══ Data records

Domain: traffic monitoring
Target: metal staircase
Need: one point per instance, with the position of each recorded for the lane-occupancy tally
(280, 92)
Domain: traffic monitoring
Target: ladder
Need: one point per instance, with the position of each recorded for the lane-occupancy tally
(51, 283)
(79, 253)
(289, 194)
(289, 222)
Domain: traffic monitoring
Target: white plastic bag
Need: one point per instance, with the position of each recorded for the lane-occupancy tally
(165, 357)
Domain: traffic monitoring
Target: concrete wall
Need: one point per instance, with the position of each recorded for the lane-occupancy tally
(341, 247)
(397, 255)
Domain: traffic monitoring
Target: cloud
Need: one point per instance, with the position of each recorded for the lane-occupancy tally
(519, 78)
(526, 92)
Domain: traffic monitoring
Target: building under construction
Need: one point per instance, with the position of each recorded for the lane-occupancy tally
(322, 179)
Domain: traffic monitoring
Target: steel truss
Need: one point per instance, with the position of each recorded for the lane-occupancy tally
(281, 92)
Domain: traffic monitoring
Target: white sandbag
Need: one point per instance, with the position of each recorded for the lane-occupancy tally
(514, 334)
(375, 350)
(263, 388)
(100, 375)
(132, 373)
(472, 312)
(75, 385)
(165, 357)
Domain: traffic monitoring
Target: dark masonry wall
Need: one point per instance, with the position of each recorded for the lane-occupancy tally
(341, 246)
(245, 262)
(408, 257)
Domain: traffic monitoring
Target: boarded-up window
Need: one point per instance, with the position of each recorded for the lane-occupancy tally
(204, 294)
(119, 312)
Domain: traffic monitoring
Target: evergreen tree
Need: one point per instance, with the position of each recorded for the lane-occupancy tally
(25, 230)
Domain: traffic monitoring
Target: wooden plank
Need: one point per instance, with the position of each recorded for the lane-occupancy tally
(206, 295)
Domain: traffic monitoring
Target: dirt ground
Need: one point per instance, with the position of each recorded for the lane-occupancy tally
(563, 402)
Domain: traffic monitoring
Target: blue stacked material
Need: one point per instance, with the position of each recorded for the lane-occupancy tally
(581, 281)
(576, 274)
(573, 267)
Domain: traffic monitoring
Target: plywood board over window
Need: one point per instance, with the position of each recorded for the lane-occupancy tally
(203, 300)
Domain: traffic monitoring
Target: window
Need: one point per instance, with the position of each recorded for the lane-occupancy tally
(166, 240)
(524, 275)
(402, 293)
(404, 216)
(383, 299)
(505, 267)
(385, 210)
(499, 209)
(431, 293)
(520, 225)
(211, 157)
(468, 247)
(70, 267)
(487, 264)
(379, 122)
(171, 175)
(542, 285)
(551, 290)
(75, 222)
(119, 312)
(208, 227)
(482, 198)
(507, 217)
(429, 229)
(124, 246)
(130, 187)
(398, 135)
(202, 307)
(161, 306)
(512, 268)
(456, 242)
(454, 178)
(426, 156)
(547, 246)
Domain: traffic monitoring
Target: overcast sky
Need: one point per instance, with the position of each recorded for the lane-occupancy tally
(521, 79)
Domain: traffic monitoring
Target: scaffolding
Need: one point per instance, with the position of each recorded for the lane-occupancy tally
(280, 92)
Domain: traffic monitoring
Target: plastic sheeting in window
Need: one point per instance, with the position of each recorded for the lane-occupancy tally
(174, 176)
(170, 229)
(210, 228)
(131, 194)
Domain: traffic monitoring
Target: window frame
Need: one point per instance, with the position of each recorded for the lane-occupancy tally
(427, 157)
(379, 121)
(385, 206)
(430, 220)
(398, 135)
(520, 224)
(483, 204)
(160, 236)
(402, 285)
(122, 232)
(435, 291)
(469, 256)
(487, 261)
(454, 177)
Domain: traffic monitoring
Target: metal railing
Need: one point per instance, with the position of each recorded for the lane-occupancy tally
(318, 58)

════
══ Data records

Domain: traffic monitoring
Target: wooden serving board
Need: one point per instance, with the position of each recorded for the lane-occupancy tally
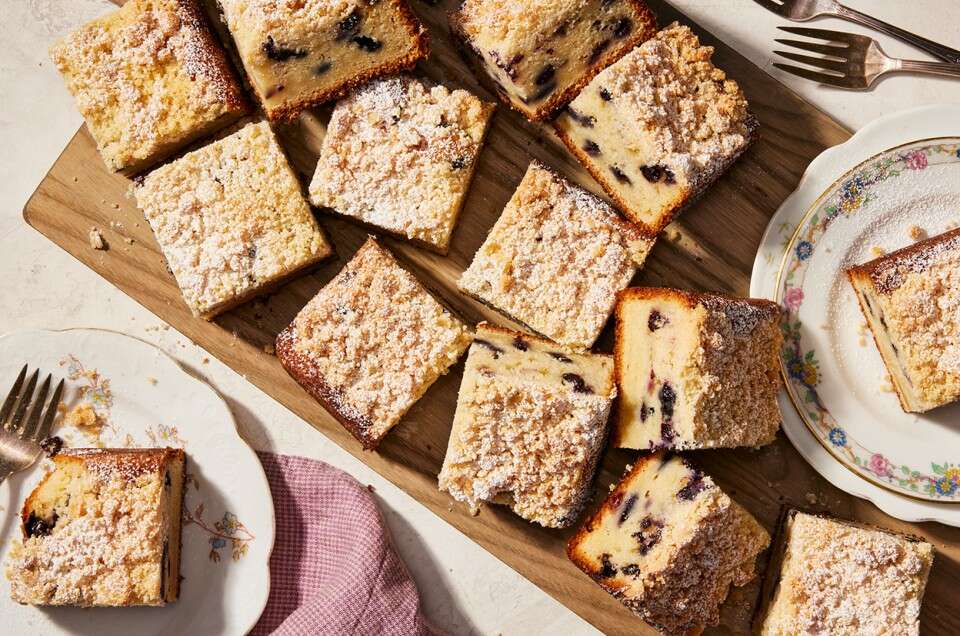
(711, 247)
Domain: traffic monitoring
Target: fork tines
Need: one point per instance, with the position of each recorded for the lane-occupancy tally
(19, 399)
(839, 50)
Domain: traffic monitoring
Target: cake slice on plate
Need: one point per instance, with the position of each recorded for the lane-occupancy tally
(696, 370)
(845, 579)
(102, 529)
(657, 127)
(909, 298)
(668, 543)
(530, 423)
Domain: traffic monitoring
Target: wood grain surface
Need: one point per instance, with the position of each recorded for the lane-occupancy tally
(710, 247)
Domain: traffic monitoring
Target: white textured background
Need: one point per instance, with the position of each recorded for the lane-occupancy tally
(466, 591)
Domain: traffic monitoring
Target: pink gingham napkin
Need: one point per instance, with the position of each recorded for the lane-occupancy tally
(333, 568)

════
══ Data records

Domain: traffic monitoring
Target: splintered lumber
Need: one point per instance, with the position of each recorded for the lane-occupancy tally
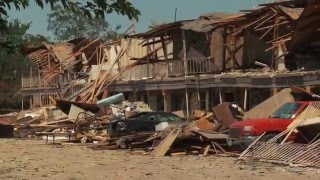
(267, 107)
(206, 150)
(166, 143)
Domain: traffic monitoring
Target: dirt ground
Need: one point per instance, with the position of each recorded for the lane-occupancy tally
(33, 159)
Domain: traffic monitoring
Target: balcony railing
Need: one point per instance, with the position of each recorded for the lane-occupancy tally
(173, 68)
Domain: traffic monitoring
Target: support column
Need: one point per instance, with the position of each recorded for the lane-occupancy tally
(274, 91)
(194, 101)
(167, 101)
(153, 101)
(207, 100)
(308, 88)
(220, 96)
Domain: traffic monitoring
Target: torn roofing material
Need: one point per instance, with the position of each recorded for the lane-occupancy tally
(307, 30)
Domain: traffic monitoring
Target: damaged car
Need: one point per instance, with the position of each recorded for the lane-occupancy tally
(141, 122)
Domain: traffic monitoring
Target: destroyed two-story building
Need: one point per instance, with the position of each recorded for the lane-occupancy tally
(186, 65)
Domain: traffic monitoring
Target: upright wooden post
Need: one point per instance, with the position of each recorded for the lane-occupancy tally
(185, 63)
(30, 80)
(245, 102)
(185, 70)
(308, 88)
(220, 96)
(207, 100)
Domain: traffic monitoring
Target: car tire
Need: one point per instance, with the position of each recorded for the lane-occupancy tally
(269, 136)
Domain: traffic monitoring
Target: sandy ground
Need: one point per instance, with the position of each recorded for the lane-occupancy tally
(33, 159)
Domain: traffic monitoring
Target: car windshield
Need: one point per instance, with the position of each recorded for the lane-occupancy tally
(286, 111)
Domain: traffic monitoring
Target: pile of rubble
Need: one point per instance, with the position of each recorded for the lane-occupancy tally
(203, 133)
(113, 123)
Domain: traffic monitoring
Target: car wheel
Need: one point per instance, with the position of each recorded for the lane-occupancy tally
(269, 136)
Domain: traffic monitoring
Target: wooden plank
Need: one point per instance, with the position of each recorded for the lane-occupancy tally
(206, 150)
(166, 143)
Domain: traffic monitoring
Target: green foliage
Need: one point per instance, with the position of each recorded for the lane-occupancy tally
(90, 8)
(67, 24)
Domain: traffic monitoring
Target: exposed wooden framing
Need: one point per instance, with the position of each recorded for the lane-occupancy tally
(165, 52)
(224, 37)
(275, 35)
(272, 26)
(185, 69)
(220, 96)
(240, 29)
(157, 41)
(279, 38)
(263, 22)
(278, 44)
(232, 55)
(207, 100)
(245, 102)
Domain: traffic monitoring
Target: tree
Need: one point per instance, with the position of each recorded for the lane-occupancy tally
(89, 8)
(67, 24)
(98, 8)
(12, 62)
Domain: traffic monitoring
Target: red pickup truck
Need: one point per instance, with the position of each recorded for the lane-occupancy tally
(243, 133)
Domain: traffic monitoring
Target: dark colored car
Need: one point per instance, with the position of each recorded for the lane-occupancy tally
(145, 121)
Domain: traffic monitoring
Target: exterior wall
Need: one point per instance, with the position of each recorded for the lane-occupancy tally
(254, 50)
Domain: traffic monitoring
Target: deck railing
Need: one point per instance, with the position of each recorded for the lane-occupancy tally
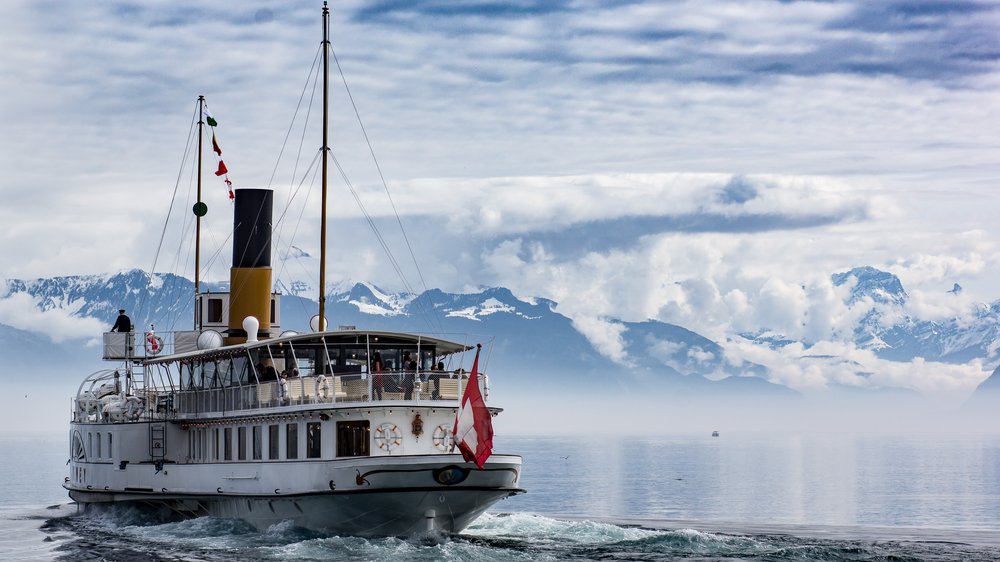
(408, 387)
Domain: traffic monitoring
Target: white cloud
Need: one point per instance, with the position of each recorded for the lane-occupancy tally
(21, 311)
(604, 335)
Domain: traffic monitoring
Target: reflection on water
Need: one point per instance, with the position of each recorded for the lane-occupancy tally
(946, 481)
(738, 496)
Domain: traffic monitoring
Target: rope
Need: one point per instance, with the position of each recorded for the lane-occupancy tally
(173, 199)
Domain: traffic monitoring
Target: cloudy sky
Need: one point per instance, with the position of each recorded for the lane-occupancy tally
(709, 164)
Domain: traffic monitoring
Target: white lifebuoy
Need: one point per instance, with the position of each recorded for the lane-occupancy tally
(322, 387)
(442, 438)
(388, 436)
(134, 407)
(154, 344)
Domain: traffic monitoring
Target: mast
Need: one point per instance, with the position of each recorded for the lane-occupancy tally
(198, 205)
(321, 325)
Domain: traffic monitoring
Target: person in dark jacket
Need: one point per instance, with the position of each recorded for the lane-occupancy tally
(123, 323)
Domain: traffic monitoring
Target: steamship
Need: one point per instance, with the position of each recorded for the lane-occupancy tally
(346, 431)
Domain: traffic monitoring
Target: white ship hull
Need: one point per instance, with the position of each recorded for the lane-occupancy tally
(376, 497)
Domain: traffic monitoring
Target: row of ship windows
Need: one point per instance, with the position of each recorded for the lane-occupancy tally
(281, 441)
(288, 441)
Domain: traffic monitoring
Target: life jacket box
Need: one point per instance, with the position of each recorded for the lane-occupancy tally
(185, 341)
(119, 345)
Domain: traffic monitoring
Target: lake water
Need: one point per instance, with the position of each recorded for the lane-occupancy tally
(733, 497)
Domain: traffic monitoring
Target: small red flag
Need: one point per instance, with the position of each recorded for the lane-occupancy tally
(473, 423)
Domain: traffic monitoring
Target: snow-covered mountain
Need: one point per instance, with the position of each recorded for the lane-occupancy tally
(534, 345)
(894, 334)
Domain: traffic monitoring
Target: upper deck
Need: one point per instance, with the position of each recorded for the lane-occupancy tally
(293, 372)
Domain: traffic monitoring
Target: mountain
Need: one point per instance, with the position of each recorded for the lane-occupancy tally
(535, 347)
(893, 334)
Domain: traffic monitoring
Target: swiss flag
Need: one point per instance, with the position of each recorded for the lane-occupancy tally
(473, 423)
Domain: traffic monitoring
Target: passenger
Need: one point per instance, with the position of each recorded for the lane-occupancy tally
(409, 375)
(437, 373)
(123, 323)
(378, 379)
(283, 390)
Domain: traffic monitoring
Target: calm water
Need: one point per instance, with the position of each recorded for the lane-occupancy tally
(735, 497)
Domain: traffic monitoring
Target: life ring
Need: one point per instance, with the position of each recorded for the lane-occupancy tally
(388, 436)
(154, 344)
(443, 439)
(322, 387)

════

Pick out every line in the entries above that contains the string "wooden", matching case exactly.

Correct response:
Target: wooden plank
Target: wooden serving board
Target: upright wooden post
Target: wooden plank
Target: exposed wooden framing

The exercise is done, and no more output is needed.